**Coordinate annotation records:**
◆ ◆ ◆ ◆ ◆
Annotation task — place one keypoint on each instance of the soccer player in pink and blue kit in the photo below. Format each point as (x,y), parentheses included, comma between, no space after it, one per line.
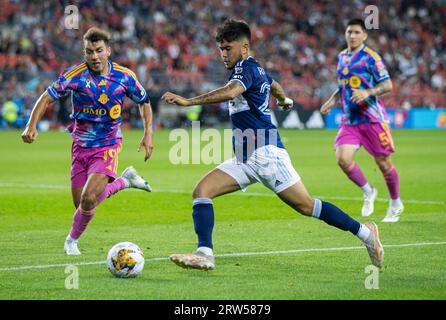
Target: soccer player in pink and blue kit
(362,78)
(98,88)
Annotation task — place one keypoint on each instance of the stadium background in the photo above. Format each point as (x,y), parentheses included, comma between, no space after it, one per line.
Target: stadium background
(171,46)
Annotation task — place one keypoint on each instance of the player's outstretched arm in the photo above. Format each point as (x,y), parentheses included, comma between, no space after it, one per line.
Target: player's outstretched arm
(326,107)
(231,90)
(145,110)
(30,132)
(381,88)
(282,100)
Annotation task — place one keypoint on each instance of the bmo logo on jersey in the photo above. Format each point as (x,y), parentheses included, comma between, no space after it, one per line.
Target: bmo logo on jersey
(238,104)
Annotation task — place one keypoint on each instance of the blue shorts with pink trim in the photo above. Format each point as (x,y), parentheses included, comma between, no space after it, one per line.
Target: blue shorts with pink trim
(375,137)
(84,161)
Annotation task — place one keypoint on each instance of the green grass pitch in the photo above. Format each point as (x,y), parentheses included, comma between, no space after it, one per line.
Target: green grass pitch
(302,258)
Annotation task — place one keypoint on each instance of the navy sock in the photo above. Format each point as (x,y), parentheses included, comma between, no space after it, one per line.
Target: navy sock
(203,214)
(334,216)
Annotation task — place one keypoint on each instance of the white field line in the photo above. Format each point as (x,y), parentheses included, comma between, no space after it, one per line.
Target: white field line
(239,254)
(257,194)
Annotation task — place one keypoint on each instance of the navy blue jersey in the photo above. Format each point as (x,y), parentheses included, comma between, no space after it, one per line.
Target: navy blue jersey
(250,113)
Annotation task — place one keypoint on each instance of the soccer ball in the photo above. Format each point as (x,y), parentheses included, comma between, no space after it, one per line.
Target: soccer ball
(125,260)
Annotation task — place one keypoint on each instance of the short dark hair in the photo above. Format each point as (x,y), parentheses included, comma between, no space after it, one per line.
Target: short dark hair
(95,34)
(357,22)
(233,30)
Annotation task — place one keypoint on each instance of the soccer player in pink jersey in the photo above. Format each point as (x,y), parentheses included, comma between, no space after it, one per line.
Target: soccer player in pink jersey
(362,78)
(97,87)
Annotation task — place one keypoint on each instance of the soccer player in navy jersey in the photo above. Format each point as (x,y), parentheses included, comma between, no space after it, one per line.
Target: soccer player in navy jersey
(259,153)
(362,78)
(97,87)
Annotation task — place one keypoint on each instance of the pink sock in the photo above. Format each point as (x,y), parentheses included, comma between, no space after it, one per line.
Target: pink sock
(80,222)
(354,173)
(82,217)
(111,189)
(392,182)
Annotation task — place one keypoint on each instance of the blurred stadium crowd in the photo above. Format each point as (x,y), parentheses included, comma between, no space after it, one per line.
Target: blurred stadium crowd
(170,45)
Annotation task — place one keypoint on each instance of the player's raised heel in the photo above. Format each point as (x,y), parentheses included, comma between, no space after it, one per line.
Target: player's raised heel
(135,180)
(70,248)
(369,203)
(196,260)
(374,246)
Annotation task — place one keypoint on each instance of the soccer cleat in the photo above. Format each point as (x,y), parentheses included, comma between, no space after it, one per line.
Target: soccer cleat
(70,248)
(393,213)
(369,203)
(374,246)
(196,260)
(135,180)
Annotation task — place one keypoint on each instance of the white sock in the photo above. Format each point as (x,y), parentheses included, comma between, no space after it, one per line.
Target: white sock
(126,182)
(396,202)
(207,251)
(367,188)
(363,233)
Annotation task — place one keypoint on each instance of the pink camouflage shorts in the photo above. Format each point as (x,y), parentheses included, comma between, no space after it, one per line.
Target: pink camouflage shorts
(85,161)
(375,137)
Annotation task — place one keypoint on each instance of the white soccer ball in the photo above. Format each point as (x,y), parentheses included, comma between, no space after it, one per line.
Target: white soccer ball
(125,260)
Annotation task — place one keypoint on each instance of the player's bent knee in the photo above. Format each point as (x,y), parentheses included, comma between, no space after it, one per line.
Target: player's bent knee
(88,202)
(201,192)
(342,162)
(305,208)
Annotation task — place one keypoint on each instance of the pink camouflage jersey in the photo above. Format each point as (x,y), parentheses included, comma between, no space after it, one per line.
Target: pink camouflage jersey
(363,69)
(97,102)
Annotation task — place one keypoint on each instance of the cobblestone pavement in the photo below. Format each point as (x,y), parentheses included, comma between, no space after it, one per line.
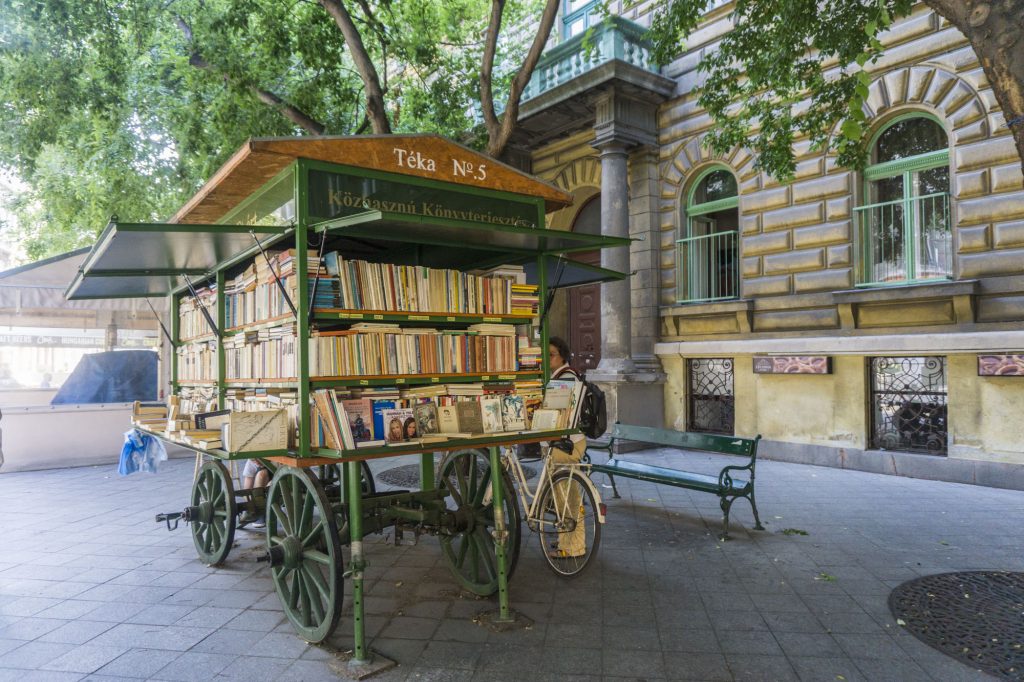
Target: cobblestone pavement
(91,588)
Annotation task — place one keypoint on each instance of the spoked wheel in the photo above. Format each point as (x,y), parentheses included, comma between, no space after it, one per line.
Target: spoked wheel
(330,476)
(212,513)
(468,545)
(568,530)
(304,553)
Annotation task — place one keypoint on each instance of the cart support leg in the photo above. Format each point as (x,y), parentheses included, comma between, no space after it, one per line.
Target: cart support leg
(354,500)
(427,471)
(501,537)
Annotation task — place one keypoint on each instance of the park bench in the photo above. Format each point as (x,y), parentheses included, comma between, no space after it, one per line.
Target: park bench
(725,485)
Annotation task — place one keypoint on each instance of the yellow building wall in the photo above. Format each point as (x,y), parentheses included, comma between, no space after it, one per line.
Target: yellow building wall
(986,414)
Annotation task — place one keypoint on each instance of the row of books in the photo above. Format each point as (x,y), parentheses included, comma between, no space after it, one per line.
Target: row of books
(382,349)
(350,423)
(269,353)
(364,285)
(198,361)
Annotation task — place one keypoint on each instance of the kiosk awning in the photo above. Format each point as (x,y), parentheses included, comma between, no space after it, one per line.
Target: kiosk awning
(563,272)
(517,243)
(152,259)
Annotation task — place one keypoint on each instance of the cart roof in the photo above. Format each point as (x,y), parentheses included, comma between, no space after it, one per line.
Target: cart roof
(260,159)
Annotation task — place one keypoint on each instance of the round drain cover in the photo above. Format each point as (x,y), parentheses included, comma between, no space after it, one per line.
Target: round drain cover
(974,616)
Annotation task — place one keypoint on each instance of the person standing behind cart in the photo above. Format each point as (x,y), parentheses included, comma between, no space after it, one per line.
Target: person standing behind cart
(572,543)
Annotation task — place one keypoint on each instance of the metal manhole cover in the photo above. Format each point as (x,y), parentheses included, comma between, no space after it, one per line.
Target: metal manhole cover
(408,475)
(974,616)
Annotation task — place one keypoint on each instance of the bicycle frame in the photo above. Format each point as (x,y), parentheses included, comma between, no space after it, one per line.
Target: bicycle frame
(530,499)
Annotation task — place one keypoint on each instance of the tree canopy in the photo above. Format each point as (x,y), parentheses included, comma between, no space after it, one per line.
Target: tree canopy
(127,107)
(765,84)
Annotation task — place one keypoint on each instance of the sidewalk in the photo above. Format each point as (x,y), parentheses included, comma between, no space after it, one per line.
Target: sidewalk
(91,588)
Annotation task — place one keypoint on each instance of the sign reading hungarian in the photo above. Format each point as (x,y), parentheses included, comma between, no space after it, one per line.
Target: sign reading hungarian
(793,365)
(336,195)
(1007,365)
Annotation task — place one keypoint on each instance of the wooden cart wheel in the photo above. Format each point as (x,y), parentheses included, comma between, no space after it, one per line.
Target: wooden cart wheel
(304,553)
(330,475)
(212,513)
(468,545)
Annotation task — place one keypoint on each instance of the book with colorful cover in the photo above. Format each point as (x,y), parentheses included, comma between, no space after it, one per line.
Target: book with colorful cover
(448,419)
(426,419)
(399,424)
(491,410)
(513,413)
(470,417)
(378,414)
(360,418)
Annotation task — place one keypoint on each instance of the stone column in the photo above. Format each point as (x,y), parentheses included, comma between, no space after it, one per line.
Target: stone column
(625,132)
(645,256)
(615,310)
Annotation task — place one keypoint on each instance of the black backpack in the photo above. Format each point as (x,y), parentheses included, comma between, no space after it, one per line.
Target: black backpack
(593,412)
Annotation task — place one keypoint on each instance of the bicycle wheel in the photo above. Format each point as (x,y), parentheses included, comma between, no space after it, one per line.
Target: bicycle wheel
(568,541)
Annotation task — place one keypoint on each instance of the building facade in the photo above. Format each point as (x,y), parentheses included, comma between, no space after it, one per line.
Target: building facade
(872,320)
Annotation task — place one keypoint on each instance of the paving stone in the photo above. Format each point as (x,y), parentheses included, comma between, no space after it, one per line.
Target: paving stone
(195,667)
(76,632)
(138,663)
(85,658)
(710,667)
(33,655)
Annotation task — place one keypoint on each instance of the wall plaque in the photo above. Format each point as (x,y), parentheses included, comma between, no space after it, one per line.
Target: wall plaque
(793,365)
(1007,365)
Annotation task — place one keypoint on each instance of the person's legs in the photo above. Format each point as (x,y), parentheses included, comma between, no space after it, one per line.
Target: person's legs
(572,543)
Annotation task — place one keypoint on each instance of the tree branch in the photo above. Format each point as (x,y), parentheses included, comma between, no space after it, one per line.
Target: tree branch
(486,69)
(496,143)
(290,112)
(375,95)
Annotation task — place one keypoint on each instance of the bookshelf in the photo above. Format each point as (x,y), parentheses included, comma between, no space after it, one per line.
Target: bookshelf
(423,261)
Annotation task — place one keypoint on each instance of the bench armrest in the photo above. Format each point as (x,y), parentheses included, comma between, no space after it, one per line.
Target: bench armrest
(725,479)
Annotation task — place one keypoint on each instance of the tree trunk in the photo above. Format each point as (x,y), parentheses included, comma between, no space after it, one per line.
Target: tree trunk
(290,112)
(995,29)
(371,81)
(498,140)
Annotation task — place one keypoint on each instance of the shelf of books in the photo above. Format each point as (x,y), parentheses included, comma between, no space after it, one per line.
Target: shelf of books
(450,355)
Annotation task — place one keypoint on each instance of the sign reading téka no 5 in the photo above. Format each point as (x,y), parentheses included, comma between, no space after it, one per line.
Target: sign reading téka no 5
(336,195)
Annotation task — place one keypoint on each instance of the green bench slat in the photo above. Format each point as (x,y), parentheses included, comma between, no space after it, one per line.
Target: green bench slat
(685,439)
(647,472)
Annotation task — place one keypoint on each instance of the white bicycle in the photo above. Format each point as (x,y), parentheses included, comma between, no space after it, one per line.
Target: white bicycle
(564,509)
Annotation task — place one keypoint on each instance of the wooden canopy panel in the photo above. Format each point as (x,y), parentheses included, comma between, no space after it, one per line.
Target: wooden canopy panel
(422,156)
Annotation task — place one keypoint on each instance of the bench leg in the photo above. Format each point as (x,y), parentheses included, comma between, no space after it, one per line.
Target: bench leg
(726,503)
(754,507)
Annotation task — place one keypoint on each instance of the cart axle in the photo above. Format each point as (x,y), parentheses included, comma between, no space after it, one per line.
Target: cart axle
(186,515)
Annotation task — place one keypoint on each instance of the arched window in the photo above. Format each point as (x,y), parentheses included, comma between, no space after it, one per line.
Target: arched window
(904,226)
(706,257)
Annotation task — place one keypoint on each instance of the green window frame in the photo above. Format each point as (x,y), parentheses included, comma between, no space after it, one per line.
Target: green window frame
(907,240)
(708,259)
(583,16)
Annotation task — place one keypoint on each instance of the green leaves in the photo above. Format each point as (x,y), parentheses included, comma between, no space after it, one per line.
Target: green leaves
(766,85)
(127,107)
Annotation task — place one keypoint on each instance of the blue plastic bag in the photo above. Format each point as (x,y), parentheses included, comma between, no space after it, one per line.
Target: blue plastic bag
(140,453)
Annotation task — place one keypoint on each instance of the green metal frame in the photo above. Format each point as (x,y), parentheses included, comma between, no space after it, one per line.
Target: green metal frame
(906,168)
(300,231)
(693,210)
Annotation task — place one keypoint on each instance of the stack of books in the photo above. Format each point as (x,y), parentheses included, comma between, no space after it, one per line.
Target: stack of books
(254,295)
(198,360)
(192,322)
(266,353)
(367,286)
(388,351)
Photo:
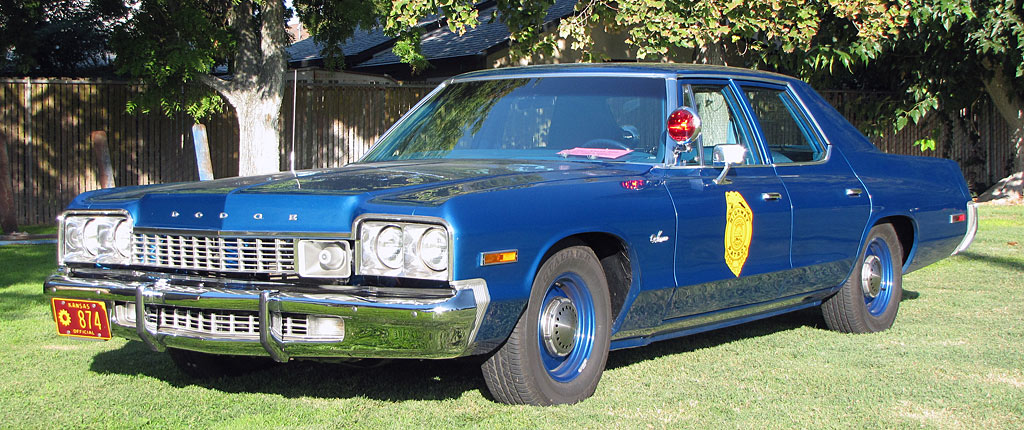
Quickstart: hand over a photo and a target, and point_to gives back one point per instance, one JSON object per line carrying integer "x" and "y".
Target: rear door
{"x": 830, "y": 208}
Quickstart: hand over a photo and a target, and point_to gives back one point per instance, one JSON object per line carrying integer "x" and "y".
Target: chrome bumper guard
{"x": 257, "y": 319}
{"x": 972, "y": 227}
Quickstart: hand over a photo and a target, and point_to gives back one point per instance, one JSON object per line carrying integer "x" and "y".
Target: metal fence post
{"x": 8, "y": 218}
{"x": 203, "y": 163}
{"x": 101, "y": 154}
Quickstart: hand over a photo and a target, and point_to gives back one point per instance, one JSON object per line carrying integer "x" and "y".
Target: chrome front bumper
{"x": 167, "y": 311}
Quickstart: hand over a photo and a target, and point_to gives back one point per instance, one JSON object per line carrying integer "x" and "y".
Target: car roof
{"x": 664, "y": 70}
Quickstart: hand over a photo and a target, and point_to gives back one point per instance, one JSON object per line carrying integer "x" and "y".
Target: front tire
{"x": 869, "y": 299}
{"x": 557, "y": 351}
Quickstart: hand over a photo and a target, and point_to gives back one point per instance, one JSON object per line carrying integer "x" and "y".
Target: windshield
{"x": 579, "y": 118}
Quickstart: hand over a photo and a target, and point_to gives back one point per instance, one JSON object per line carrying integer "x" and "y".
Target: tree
{"x": 54, "y": 38}
{"x": 939, "y": 54}
{"x": 952, "y": 54}
{"x": 172, "y": 45}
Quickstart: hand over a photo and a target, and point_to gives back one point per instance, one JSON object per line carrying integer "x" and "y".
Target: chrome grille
{"x": 248, "y": 255}
{"x": 233, "y": 324}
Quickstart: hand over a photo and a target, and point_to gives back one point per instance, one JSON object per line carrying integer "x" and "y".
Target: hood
{"x": 322, "y": 201}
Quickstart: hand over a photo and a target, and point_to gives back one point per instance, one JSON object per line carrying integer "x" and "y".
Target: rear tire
{"x": 557, "y": 351}
{"x": 867, "y": 302}
{"x": 204, "y": 366}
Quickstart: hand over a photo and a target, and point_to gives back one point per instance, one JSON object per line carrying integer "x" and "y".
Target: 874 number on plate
{"x": 81, "y": 318}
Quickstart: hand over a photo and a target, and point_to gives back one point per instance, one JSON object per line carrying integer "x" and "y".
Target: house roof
{"x": 369, "y": 48}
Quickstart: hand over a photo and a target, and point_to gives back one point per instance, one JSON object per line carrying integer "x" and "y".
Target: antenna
{"x": 295, "y": 90}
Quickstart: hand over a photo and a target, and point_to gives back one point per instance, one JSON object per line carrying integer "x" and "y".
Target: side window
{"x": 786, "y": 132}
{"x": 722, "y": 122}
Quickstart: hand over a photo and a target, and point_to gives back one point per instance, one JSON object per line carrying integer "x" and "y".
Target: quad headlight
{"x": 417, "y": 250}
{"x": 95, "y": 238}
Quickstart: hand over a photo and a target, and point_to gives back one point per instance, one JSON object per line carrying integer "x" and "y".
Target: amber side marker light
{"x": 499, "y": 257}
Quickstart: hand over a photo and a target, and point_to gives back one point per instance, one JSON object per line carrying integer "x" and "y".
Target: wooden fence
{"x": 47, "y": 124}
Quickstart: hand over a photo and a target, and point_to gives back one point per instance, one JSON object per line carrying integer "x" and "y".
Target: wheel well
{"x": 614, "y": 260}
{"x": 904, "y": 230}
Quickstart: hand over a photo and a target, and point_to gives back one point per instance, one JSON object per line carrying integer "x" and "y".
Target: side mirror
{"x": 730, "y": 155}
{"x": 684, "y": 127}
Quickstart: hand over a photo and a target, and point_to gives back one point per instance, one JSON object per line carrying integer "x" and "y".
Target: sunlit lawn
{"x": 954, "y": 359}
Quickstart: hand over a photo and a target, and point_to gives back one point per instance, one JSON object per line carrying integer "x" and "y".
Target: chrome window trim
{"x": 412, "y": 219}
{"x": 804, "y": 111}
{"x": 589, "y": 74}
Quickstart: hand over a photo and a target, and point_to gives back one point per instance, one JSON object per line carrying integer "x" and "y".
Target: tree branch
{"x": 247, "y": 63}
{"x": 225, "y": 88}
{"x": 273, "y": 39}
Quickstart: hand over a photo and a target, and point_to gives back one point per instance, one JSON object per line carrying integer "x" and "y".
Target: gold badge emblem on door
{"x": 738, "y": 229}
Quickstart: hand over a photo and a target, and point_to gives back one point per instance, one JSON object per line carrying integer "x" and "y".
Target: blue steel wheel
{"x": 557, "y": 351}
{"x": 868, "y": 300}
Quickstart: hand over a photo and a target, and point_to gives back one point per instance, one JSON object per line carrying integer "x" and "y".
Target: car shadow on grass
{"x": 806, "y": 317}
{"x": 1010, "y": 263}
{"x": 413, "y": 380}
{"x": 810, "y": 317}
{"x": 391, "y": 381}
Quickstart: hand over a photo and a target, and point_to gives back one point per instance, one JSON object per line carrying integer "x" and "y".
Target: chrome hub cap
{"x": 870, "y": 275}
{"x": 558, "y": 326}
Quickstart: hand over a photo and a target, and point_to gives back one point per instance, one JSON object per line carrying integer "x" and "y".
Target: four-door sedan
{"x": 537, "y": 217}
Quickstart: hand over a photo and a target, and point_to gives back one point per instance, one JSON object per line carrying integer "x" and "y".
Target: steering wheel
{"x": 601, "y": 142}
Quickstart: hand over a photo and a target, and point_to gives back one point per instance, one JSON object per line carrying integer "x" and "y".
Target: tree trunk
{"x": 1011, "y": 106}
{"x": 257, "y": 85}
{"x": 259, "y": 135}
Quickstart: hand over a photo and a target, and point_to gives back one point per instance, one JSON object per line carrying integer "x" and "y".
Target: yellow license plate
{"x": 81, "y": 318}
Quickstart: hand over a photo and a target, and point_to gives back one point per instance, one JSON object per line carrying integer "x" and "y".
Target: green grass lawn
{"x": 954, "y": 359}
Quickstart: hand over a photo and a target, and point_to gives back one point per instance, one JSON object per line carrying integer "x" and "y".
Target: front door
{"x": 732, "y": 237}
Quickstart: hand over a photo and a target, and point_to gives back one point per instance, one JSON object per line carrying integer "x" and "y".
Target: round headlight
{"x": 389, "y": 247}
{"x": 433, "y": 249}
{"x": 331, "y": 257}
{"x": 90, "y": 237}
{"x": 73, "y": 234}
{"x": 122, "y": 238}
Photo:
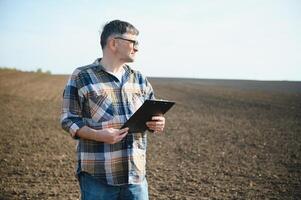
◆ ◆ ◆ ◆ ◆
**GIVEN EXERCISE:** Copy out, word for word, the records from their first line through the line containing "Target: soccer player in pink and blue kit", including both of those lines. Leave the pictures out.

**EXERCISE RESPONSE:**
Annotation task — place one keypoint on each instance of the soccer player in pink and blue kit in the photo below. Format each point as (x,y), parentheses included, comma between, no space after it, one per line.
Target: soccer player in pink and blue kit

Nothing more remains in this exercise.